§ **Aim of the task**: Tell me how many lines in the data below hold the string "white", and say nothing else.

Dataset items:

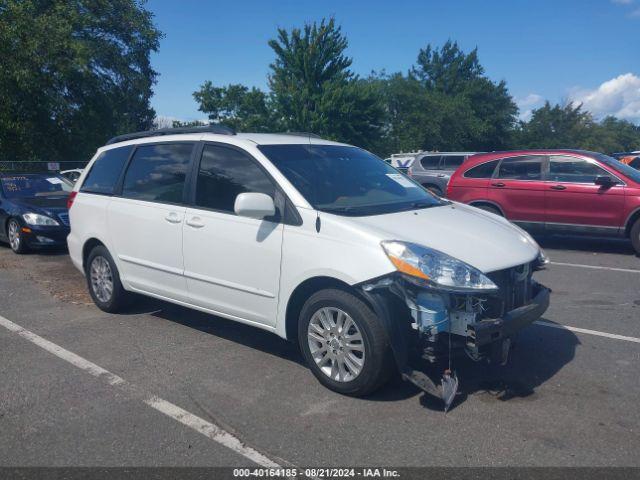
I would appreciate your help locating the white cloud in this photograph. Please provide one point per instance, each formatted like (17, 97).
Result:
(527, 104)
(619, 97)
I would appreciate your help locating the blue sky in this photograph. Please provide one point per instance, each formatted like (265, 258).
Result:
(582, 50)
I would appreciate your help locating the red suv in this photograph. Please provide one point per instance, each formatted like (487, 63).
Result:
(554, 191)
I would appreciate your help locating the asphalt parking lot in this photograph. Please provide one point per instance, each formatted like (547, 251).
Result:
(183, 388)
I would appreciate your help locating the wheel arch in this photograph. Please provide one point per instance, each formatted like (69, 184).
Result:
(303, 291)
(89, 245)
(631, 220)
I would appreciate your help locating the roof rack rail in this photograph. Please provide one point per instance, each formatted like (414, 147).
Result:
(302, 134)
(219, 129)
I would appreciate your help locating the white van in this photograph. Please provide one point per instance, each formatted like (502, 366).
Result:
(319, 242)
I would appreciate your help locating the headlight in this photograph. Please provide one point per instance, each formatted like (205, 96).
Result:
(37, 219)
(433, 268)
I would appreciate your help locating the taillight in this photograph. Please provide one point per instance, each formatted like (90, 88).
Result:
(71, 198)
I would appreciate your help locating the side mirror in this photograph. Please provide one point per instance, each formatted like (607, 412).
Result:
(604, 181)
(254, 205)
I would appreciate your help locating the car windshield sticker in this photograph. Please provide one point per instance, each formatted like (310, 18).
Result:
(402, 180)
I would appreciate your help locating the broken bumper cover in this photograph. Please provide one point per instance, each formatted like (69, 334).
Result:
(487, 331)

§ **Result for this task**: 2